Directions for this task: Without the pictures, repeat the listing character for character.
*** Opening Exercise materials ***
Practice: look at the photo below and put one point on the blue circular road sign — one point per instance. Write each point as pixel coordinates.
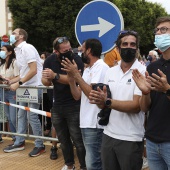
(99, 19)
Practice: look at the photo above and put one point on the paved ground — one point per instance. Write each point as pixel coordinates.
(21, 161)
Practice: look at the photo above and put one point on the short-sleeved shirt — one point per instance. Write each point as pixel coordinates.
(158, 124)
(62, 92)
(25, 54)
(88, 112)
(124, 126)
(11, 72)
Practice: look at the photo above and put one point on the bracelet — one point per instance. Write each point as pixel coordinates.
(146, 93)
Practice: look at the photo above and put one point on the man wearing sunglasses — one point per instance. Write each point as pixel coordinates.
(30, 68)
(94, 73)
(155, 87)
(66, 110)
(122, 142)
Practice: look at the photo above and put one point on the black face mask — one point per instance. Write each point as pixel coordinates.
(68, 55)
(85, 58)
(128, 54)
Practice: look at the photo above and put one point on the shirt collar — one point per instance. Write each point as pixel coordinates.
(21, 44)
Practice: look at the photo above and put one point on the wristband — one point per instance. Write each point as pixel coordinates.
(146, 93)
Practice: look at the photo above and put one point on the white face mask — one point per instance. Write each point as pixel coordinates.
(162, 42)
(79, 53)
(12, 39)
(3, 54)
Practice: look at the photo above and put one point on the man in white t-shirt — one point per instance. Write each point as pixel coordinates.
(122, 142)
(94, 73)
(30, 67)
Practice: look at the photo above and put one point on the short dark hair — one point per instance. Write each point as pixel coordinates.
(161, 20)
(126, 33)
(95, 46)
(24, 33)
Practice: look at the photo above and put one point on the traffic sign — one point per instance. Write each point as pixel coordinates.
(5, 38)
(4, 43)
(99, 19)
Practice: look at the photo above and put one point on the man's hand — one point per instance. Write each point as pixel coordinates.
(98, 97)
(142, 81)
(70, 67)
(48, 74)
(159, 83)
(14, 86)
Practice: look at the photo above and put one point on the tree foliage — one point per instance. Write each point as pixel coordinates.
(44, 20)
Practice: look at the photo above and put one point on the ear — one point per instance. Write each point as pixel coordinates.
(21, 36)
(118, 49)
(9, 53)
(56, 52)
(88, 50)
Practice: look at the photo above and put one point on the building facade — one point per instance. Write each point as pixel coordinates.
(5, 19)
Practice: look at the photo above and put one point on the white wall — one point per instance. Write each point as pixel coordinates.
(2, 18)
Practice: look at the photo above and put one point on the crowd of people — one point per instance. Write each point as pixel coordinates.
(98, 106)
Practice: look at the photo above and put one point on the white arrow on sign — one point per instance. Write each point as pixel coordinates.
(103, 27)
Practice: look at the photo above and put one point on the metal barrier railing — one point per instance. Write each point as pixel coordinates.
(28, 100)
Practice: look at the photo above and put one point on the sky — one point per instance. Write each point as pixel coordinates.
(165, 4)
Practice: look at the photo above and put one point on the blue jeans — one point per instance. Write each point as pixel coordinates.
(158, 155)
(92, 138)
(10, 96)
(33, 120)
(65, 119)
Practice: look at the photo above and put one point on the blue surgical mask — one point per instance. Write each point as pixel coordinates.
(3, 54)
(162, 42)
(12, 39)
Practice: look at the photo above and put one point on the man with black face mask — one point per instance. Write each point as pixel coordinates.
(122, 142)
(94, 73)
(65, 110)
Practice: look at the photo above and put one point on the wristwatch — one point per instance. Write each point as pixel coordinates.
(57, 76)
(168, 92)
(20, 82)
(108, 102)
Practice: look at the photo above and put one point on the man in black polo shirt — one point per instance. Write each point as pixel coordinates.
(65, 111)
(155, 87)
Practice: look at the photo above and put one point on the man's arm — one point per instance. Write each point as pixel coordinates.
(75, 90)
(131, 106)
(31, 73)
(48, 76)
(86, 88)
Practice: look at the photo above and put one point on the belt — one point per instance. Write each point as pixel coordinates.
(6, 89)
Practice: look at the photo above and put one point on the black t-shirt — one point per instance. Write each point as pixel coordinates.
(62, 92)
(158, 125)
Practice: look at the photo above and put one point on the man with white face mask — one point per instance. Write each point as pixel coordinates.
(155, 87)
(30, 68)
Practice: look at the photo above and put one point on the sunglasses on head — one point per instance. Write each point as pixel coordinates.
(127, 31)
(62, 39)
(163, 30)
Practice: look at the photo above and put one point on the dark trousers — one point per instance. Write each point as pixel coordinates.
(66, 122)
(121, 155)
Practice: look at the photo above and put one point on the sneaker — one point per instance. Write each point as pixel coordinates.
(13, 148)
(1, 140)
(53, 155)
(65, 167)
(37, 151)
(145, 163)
*** Closing Exercise materials ***
Result of this task:
Practice: look at the photo below and put one point on the blue circular road sign — one point per instance. Write each point as pixel coordinates.
(99, 19)
Practice: look at the photo above and put one point on the paved ground — one point per instance. Write each point as pixel coordinates.
(21, 161)
Practice: look at the photo above and put one point on the short-sleeved shirt — one point per instance. Write each point as pixel coordinates.
(158, 124)
(62, 92)
(25, 54)
(88, 112)
(124, 126)
(11, 72)
Practice: look at the photo above and put one point on the bracelet — one point per instance. Write each point as pixel coordinates.
(146, 93)
Practice: look at the photo above and put one point on the man wearing sunglasses — one point per instance. Write each point as pixel coordinates.
(30, 68)
(94, 73)
(155, 87)
(66, 110)
(122, 142)
Practice: look at the photo above and put one point on the black face mask — one point per instance. Write each point as pixel coordinates.
(68, 55)
(85, 58)
(128, 54)
Practice: look at the photo above and put one point on the shirt collar — one point per instance. Write each point as pixel coordinates.
(21, 44)
Practice: look at the photo above and put one point on the wristband — one point per instance. Write each point as pixel coordinates.
(146, 93)
Practice: look at the photo above and put one point on the white face mask — one point per instance. Write each point as pixel coordinates.
(162, 42)
(79, 53)
(12, 39)
(3, 54)
Practice: look at the photo above and put one point on the man in white t-shirt — one point per instance. Write each point as pixel coordinates.
(122, 142)
(94, 73)
(30, 67)
Practice: look at the photo above and put one point on the short dark hair — one point per instance. Write each point as pixel coordinates.
(161, 20)
(126, 33)
(95, 46)
(24, 33)
Practice: look at the photo above and put one point on the traffic sign — one point per instance. Write each point as pixel coordinates.
(5, 38)
(4, 43)
(99, 19)
Practice: look at the photo above and put one point on the man's hand — one point per instance. Write each point as pixel coordinates.
(98, 97)
(142, 81)
(70, 67)
(48, 74)
(159, 83)
(14, 86)
Practice: look at the photo above and put one point on the tree foliage — one point per instance. Write each point as pixel coordinates.
(44, 20)
Practice: look at the photo above and put one point on the ear — one point per instance. Write each point as pixel coordinates.
(21, 36)
(118, 49)
(9, 53)
(56, 52)
(88, 50)
Practice: look at the photo above and put one point on the building facade — one point per instance. Write each point as pixel coordinates.
(5, 19)
Practice: look at the photo above and put one point on the white wall — one point per instance. Write each point as pixel coordinates.
(2, 18)
Practice: look at the photo above and put one point on the crowd of people — one point per instance. Write each point as pixel coordinates.
(98, 106)
Practice: look at the photo above and put one point on the white arrow on sign — one point per instance. Write each point as pixel coordinates.
(103, 27)
Practice: look at the photo above and put one point on the metal barrier railing — one point per instance. Write each point as pixel coordinates.
(28, 100)
Practice: look at the photo above and put one point on the sky — one point per instance. Write each point as pixel coordinates.
(165, 4)
Practice: look at the photo above and put one point on the blue jeans — one point per instance. Write each point as pixel coordinates.
(158, 155)
(92, 138)
(10, 96)
(33, 120)
(65, 119)
Practice: look at the photo above and put one point on the blue surgical mask — one point per instance. Write each point as pixel coordinates.
(3, 54)
(162, 42)
(12, 39)
Practice: look at the photo above and put one point on the man with black face mask — one point per instance. Write each point as pixel coordinates.
(122, 142)
(94, 73)
(65, 110)
Practice: look at the photo above and put one point on the wristwatch — one point per instance. Write each point as pixel coordinates.
(57, 76)
(168, 92)
(20, 82)
(108, 102)
Practice: look at the photo above and put one point on the man in black polo shirt — one point per instance. Write each point as pixel coordinates.
(65, 111)
(155, 87)
Practice: look at the photo above and put one point on the man's arm — one point per instance. Write each point as pixel coordinates.
(75, 90)
(131, 106)
(31, 73)
(48, 76)
(86, 88)
Practice: look at the photo above and put one point on the belt — one point per instance. Write each point as pixel coordinates.
(6, 89)
Practice: look at the photo above and put one point on the black t-shirt — one point per instance. Write each point as pixel coordinates.
(62, 92)
(158, 125)
Practice: look at the photo above and put one point on the man with white face mask — one point per instance. Write each point as pixel coordinates.
(155, 87)
(30, 68)
Practice: look at the photo above and put one point on the sunglasses on head — one point per instance. Write each point as pixel coordinates.
(127, 31)
(62, 39)
(163, 30)
Practice: look at the photo above and put one point on the dark trousers — one point per instance. Write each point as pixel coordinates.
(66, 122)
(121, 155)
Practice: look at the photo above and put one point on the sneaker — one point per instance. Write each point as pixel coordinates.
(13, 148)
(1, 140)
(53, 155)
(65, 167)
(37, 151)
(145, 163)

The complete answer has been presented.